X = set([1, 2, 3, 3, 4])
X


# In[66]:


type(X)


# - Alternatively we can write a set literal using the `{` and `}` brackets.

# In[67]:


X = {1, 2, 3, 4}
type(X)


# #### Sets are mutable
# 
# - Sets are mutable like lists:

# In[68]:


X.add(5)
X


# - Duplicates are automatically removed

# In[69]:


X.add(5)
X


# #### Sets are unordered
# 
# - Sets do not have an ordering.
# 
# - Therefore we cannot index or slice them:
# 
# 

# In[70]:


X[0]


# #### Operations on sets
# 
# - Union: $X \cup Y$
# 

# In[71]:


X = {1, 2, 3}
Y = {4, 5, 6}
X | Y


# - Intersection: $X \cap Y$:

# In[72]:


X = {1, 2, 3, 4}
Y = {3, 4, 5}
X & Y


# - Difference $X - Y$:
# 

# In[73]:


X - Y


# ### Dictionaries
# 
# - A dictionary contains a mapping between *keys*, and corresponding *values*.
#     
#     - Mathematically it is a one-to-one function with a finite domain and range.
#     
# - Given a key, we can very quickly look up the corresponding value.
# 
# - The values can be any type (and need not all be of the same type).
# 
# - Keys can be any immutable (hashable) type.
# 
# - They are abbreviated by the keyword `dict`.
# 
# - In other programming languages they are sometimes called *associative arrays*.

# #### Creating a dictionary
# 
# - A dictionary contains a set of key-value pairs.
# 
# - To create a dictionary:
# 

# In[74]:


students = { 107564: 'Xu', 108745: 'Ian', 102567: 'Steve' }


# - The above initialises the dictionary students so that it contains three key-value pairs.
# 
# - The keys are the student id numbers (integers).
# 
# - The values are the names of the students (strings).
# 
# - Although we use the same brackets as for sets, this is a different type of collection:

# In[75]:


type(students)


# #### Accessing the values in a dictionary
# 
# - We can access the value corresponding to a given key using the same syntax to access particular elements of a list: 

# In[76]:


students[108745]


# - Accessing a non-existent key will generate a `KeyError`:

# In[77]:


students[123]


# #### Updating dictionary entries
# 
# - Dictionaries are mutable, so we can update the mapping:

# In[78]:


students[108745] = 'Fred'
print(students[108745])


# - We can also grow the dictionary by adding new keys:

# In[79]:


students[104587] = 'John'
print(students[104587])

§ Stated problem: Continue the Python tutorial on sets and dictionaries above, starting right after its final code cell.

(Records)
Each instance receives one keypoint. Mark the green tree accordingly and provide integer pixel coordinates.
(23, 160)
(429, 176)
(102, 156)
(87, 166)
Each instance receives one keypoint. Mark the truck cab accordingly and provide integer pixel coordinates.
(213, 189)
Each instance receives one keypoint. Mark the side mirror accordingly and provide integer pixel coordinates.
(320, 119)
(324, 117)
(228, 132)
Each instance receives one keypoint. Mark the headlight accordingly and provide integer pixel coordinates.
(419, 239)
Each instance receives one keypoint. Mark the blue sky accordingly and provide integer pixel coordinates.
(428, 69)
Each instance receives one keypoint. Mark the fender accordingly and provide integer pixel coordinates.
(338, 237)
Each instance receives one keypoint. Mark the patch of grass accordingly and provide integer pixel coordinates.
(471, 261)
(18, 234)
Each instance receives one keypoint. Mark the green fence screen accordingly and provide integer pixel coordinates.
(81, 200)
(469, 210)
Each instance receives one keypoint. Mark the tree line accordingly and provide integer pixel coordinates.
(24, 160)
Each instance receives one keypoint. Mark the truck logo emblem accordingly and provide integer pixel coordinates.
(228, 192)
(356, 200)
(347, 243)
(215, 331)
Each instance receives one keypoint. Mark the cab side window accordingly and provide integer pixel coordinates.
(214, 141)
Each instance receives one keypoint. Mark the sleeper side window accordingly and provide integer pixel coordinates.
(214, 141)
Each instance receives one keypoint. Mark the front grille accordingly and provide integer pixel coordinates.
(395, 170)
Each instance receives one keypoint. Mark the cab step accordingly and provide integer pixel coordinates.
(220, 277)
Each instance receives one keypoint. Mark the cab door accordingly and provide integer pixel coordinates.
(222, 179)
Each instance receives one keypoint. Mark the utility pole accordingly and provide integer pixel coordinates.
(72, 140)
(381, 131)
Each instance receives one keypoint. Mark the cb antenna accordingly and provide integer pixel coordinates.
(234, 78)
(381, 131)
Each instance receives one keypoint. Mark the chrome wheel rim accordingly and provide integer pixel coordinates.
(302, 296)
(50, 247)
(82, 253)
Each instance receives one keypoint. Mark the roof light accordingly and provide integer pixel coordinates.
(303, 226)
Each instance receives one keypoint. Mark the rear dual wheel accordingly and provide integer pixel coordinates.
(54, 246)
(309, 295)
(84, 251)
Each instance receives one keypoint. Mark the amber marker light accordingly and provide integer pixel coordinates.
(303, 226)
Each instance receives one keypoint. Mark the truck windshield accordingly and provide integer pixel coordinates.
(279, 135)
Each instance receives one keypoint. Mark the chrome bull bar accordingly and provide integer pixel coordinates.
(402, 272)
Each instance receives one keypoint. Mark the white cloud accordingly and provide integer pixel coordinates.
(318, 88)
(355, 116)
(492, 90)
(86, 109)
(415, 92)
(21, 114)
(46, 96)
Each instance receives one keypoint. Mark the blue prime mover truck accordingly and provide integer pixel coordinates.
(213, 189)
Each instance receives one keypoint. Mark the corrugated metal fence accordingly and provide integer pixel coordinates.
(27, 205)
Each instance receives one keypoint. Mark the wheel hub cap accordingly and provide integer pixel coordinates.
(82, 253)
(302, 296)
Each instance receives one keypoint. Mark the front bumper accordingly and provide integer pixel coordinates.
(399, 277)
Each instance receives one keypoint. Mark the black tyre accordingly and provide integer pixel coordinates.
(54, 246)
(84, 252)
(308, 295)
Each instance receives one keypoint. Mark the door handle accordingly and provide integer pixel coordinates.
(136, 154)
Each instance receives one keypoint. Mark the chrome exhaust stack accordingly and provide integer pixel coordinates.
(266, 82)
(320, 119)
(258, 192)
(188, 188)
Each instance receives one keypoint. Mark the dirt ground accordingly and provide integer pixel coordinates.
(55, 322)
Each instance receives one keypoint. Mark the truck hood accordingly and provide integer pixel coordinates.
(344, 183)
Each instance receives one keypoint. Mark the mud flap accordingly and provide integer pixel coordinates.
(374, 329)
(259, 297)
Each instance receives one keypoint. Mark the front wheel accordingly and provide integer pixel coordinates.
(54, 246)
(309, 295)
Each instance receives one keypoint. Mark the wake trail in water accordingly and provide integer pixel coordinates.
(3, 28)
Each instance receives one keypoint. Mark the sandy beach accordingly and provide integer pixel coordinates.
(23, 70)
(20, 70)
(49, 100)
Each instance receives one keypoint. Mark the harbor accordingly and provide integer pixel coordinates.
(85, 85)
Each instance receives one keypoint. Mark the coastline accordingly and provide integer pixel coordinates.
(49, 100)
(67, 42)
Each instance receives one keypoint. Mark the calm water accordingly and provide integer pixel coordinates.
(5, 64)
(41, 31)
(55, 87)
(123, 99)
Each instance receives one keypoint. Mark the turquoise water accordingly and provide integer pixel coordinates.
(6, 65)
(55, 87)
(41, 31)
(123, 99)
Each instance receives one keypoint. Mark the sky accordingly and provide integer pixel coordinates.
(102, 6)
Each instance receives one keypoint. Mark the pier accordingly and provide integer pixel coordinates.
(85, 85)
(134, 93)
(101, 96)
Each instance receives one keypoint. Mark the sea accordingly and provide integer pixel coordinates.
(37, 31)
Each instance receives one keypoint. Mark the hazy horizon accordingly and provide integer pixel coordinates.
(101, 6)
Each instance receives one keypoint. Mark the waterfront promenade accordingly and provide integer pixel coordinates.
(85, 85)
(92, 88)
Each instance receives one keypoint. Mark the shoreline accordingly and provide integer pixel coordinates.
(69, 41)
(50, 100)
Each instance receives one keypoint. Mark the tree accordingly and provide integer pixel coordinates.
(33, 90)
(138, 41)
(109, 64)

§ The result:
# #### Dictionary keys can be any immutable type
# 
# - We can use any immutable type for the keys of a dictionary
# 
# - For example, we can map names onto integers:

# In[80]:


age = { 'John':21, 'Steve':47, 'Xu': 22 }


# In[81]:


age['Steve']


# #### Creating an empty dictionary
# 
# - We often want to initialise a dictionary with no keys or values.
# 
# - To do this call the function `dict()`:

# In[82]:


result = dict()


# - We can then progressively add entries to the dictionary, e.g. using iteration:

# In[83]:


for i in range(5):
    result[i] = i**2
print(result)


# #### Iterating over a dictionary
# 
# - We can use a for loop with dictionaries, just as we can with other collections such as sets.
# - When we iterate over a dictionary, we iterate over the *keys*.
# - We can then perform some computation on each key inside the loop.
# - Typically we will also access the corresponding value.

# In[84]:


for id in students:
    print(students[id])


# ### The size of a collection
# 
# - We can count the number of values in a collection using the `len` (length) function.
# 
# - This can be used with any type of collection (list, set, tuple etc.).
# 

# In[85]:


len(students)


# In[86]:


len(['one', 'two'])


# In[87]:


len({'one', 'two', 'three'})


# #### Empty collections

# - Empty collections have a size of zero:

# In[88]:


empty_list = []
len(empty_list) == 0


# ### Arrays
# 
# - Python also has arrays which contain a *single* type of value.
# 
# - i.e. we *cannot* have different types of value within the same array.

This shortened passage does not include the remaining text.